> SHORT PROBLEM
Can you convert each line of the material below into a string in a JSON list, leaving out any blank lines?

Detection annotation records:
((
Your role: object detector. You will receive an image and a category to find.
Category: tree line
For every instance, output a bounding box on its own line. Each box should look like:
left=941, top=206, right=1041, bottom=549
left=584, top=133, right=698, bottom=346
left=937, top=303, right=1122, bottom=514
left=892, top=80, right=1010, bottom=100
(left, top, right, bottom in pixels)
))
> RESULT BELOW
[
  "Your role: object detector. You will receive an image and a category to find.",
  "Category: tree line",
  "For every instance, output a bounding box on its own line. Each box should look like:",
  "left=941, top=206, right=1041, bottom=549",
  "left=584, top=133, right=698, bottom=346",
  "left=937, top=303, right=1122, bottom=514",
  "left=892, top=80, right=1010, bottom=100",
  "(left, top, right, bottom in pixels)"
]